■ **任务要求**:
**a.** 判断以下三项说法是否符合原始文档，逐项答"是"或"否"，并原样引用文中起决定作用的文字：(i) 脚本用 random() 为目标字段生成随机数；(ii) 每个目标字段截取 2000 条记录；(iii) 自增序列的长度与表记录数一致。
**b.** 原始文档"代码逻辑"部分共列出哪几个步骤？请全部写出。
**c.** 在原始文档的总体代码中，自增序列 abc 取自哪张表？

PgSQL,字段打乱脚本
需求场景
- 随着AI场景的广泛应用,或是数据分级分类开发等场景的需求,需要在保证数据安全的同时,又尽可能的保留数据的原有特征以供AI进行数据学习分析或是外部人员进行数据治理的脚本开发。
- 最简单且常用的方法即是将数据表的各个字段进行随机打乱,再进行重新排序并截取其部分数据。可在保证单个字段保持其自有特征和内部逻辑的情况下,实现数据记录的内容混淆,保证数据内容的不外泄。
代码逻辑
- 生成自增序列,序列长度与表记录数一致
- 依次将随机数与各个目标字段进行拼接
- 依次对随机数进行递增/递减排序,进而打乱目标字段
- 截取期望数量的记录数,并对各个字段进行自增序列编号
- 利用自增序列关联各个目标字段,形成最终的乱序目标表
代码实现
总体代码
select
xzcfxwbh.xzcfxwbh,
jlwybs.jlwybs,
xm.xm
from
(select row_number() over() as abc from spfjbasepop.b01_hyxxb) abc
left join
(select xzcfxwbh as xzcfxwbh,row_number() over() as rn from
(select xzcfxwbh,random() as rand from spfjbasepop.b01_xzcfxwxx order by rand desc )
limit 1000
) xzcfxwbh
on abc.abc=xzcfxwbh.rn
left join
(select jlwybs as jlwybs,row_number() over() as rn from
(select jlwybs,random() as rand from spfjbasepop.b01_xzcfxwxx order by rand desc )
limit 1000
) jlwybs
on abc.abc=jlwybs.rn
left join
(select xm as xm,row_number() over() as rn from
(select xm,random() as rand from spfjbasepop.b01_xzcfxwxx order by rand desc )
limit 1000
) xm
on abc.abc=xm.rn
代码分解
- 生成自增序列
select
row_number() over() as abc
from spfjbasepop.b01_hyxxb
- 拼接随机数并排序
select
xzcfxwbh
,random() as rand
from spfjbasepop.b01_xzcfxwxx
order by rand desc
- 为乱序数据编号
select
xzcfxwbh as xzcfxwbh
,row_number() over() as rn
from
(select xzcfxwbh,random() as rand from spfjbasepop.b01_xzcfxwxx order by rand desc )
limit 1000
自动化脚本
库名 | 表名 | 字段名 | 限制字段数 | 最终脚本 | |
---|---|---|---|---|---|
spfjbasepop | B01_XZCFXWXX | XZCFXWBH | 1000 | =CONCAT("left join (select ",C2," as ",C2,",row_number() over() as rn from(select ",C2,",random() as rand from ",A2,".",B2," order by rand desc )limit ",$D$2," ) ",C2," on abc.abc=",C2,".rn") | =LOWER(TEXTJOIN(" ",TRUE,CONCAT("select ",TEXTJOIN(",",TRUE,F:F)," from (select row_number() over() as abc from spfjbasepop.B01_HYXXB) abc "),E:E)) |

分割数据:
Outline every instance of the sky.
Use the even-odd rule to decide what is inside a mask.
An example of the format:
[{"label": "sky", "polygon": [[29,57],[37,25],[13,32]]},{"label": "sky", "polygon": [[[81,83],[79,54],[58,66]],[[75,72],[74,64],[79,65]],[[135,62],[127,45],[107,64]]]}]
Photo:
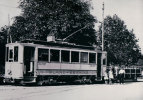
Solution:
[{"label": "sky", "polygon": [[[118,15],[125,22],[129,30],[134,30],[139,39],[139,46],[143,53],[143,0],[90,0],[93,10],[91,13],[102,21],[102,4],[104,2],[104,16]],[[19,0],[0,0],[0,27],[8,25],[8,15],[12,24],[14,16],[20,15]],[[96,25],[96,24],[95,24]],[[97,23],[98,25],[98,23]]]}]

--

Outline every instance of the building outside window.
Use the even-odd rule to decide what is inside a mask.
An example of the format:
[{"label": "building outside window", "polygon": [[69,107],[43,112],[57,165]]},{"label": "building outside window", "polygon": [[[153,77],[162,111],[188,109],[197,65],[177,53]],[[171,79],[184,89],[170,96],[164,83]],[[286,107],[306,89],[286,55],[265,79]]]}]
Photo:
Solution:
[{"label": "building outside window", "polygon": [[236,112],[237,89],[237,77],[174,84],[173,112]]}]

■ **参考答案**:
**a.**
(i) 是，"random() as rand"
(ii) 否，"limit 1000"
(iii) 是，"序列长度与表记录数一致"

**b.**
1. 生成自增序列，序列长度与表记录数一致
2. 依次将随机数与各个目标字段进行拼接
3. 依次对随机数进行递增/递减排序，进而打乱目标字段
4. 截取期望数量的记录数，并对各个字段进行自增序列编号
5. 利用自增序列关联各个目标字段，形成最终的乱序目标表

**c.** spfjbasepop.b01_hyxxb